(Stored items)
::::
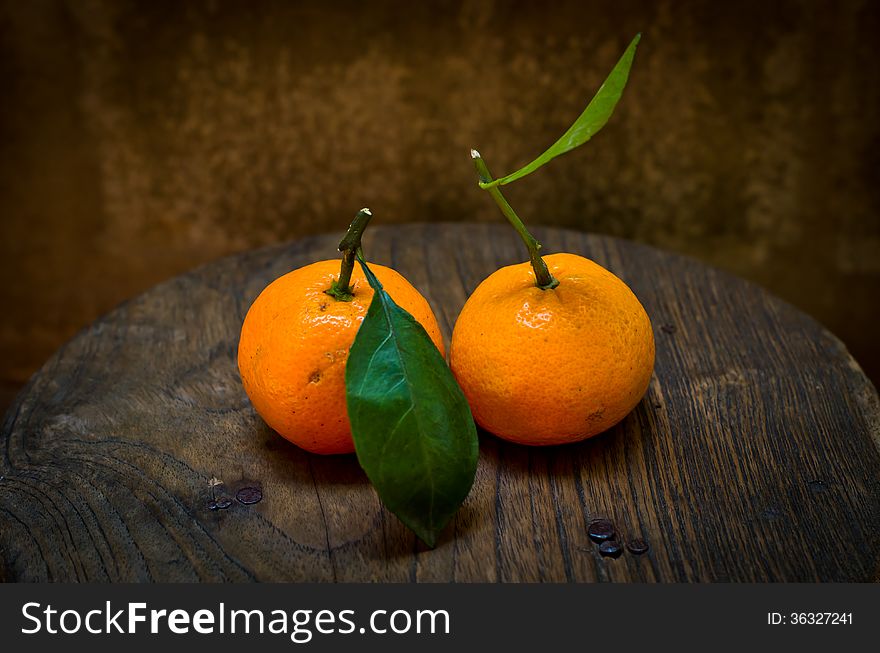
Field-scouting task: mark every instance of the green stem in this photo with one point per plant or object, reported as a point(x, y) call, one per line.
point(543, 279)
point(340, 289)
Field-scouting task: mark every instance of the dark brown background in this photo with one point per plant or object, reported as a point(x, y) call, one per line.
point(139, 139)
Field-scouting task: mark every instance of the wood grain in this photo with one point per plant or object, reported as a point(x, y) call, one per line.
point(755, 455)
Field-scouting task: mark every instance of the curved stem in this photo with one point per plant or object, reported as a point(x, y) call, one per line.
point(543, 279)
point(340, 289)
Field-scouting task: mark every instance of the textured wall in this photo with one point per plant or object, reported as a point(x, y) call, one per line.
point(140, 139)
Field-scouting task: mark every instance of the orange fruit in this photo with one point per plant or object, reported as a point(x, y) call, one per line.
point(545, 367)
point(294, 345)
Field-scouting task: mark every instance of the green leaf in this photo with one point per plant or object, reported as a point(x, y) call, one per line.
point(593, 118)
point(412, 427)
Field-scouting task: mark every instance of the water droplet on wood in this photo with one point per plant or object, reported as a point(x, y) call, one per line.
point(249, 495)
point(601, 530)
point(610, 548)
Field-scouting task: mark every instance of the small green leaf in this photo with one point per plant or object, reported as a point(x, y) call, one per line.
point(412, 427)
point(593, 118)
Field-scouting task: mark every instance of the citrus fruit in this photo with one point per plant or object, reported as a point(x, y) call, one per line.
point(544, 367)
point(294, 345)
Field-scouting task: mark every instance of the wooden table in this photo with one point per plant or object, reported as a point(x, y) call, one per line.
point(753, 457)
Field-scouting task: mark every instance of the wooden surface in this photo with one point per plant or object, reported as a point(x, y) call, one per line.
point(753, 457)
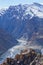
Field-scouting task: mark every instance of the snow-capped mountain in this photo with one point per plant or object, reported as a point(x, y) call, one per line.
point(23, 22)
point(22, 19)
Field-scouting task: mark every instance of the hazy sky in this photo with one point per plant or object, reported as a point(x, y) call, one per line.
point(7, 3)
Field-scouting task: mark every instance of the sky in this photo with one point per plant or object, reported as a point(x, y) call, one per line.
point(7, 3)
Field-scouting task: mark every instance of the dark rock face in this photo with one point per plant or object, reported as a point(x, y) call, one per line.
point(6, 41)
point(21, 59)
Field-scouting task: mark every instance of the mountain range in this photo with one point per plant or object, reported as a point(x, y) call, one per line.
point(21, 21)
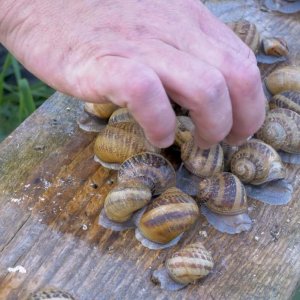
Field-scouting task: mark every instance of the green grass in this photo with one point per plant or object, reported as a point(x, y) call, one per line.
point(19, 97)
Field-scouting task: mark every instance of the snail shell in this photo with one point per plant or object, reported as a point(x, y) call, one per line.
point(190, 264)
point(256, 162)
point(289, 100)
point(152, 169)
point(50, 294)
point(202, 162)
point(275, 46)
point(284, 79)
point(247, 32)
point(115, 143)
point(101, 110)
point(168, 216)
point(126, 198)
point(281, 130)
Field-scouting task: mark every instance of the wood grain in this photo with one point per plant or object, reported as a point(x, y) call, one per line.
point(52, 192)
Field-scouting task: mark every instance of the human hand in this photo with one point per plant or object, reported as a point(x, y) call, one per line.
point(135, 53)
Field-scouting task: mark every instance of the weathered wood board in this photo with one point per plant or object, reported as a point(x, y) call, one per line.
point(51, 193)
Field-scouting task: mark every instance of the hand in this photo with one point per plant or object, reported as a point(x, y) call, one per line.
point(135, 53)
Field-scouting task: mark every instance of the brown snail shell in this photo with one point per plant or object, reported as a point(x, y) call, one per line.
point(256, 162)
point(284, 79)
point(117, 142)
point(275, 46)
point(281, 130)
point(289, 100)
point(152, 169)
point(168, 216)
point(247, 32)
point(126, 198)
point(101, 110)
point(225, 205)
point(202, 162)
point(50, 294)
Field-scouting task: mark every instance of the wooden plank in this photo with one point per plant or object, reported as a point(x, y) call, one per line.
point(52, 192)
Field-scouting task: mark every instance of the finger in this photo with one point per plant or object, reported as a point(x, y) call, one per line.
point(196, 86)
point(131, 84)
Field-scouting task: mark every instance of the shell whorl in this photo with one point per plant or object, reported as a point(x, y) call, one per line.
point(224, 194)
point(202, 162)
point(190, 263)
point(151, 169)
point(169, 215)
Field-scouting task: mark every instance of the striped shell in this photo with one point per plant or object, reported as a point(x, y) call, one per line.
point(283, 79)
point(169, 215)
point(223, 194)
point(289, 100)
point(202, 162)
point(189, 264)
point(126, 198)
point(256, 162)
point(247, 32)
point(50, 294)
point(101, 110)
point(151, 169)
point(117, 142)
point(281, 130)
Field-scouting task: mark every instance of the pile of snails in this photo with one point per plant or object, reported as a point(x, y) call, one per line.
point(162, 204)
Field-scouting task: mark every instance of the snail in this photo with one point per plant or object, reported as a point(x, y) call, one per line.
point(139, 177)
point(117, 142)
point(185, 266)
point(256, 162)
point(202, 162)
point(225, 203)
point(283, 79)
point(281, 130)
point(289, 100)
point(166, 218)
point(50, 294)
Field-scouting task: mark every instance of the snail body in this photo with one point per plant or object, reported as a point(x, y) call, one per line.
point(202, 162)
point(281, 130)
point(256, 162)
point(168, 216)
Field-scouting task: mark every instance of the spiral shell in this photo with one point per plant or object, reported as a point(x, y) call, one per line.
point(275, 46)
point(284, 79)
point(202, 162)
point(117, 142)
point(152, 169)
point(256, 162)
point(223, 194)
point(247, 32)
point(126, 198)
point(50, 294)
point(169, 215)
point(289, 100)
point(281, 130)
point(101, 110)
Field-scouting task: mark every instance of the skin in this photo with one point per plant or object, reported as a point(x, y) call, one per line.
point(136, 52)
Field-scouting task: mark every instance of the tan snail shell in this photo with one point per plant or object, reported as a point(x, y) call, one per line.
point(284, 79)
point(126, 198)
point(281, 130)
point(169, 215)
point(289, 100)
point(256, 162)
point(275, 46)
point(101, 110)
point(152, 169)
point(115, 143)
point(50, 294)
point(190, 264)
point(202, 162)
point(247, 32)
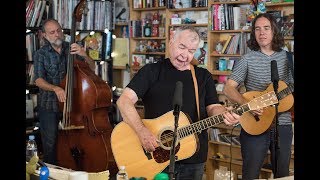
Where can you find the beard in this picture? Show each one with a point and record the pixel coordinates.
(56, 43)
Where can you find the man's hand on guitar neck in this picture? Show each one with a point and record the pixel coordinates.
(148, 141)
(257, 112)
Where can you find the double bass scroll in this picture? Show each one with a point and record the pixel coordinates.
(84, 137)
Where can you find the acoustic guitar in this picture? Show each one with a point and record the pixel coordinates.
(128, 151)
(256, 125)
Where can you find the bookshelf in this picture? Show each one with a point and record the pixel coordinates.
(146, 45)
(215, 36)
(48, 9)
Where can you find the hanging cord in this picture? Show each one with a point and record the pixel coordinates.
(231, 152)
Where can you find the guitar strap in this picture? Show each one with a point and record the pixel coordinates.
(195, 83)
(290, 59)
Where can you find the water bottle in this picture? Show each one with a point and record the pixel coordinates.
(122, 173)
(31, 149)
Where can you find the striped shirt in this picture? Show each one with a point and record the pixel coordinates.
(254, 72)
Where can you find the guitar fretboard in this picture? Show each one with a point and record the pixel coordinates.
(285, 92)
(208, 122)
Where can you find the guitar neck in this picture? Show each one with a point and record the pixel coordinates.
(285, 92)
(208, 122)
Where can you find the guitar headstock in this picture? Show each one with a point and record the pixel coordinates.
::::
| Work to do |
Rewrite the rows from the line with "Field-scouting task: mark every instance of the green leaf" to the line with "point(19, 97)", switching "photo" to "image" and keeping everything else the same. Leave the pictures out.

| Result for this task |
Field-scouting task: mark every instance of the green leaf in this image with one point per plant or object, reported as a point(x, y) call, one per line.
point(593, 118)
point(412, 427)
Field-scouting task: mark every instance of the water droplet on wood in this image with one point per plant or object, reported as a point(x, y) call, one per line.
point(249, 495)
point(601, 530)
point(610, 548)
Field-scouting task: mark every instance of the small green leaf in this image with one point per plant or object, reported as a point(x, y) call, one per line.
point(412, 427)
point(593, 118)
Field-scouting task: mark every instance of the citrus fruit in this image with one point per plant or object, reported as a point(x, y) call, one per line.
point(544, 367)
point(294, 345)
Field-scouting task: mark every instance of the wooden table in this image with one point per plant or object, reported as a point(x, y) call, one per line.
point(753, 457)
Field-scouting task: mark every instance of the wooden surface in this image with one point per plant or object, reported as a point(x, y) call, one per line.
point(753, 457)
Field-scouting task: mark every instance of the snow-capped mountain in this image with one point per plant or object, reported as a point(x, y) call, one per line.
point(23, 22)
point(22, 19)
Field-scouting task: mark every instance of the hazy sky in this image with one point per plant or object, reported as a point(x, y) call, one per line.
point(7, 3)
Field-scouting task: mark every instance of the sky in this image with one point per plant or object, reported as a point(x, y) call, one per line.
point(7, 3)
Field-scouting task: mark every instance of the dark rock face in this image with one point per plant or object, reported as a point(x, y) call, one per line.
point(6, 41)
point(21, 59)
Field-scouting task: mark every instance of the mountain range in this image with one point per plant or object, reported as a point(x, y) call, one per line.
point(21, 21)
Field-scouting task: mark every instance of the green grass in this image with one point per plant or object, reported as a point(x, y) call, one per line.
point(19, 97)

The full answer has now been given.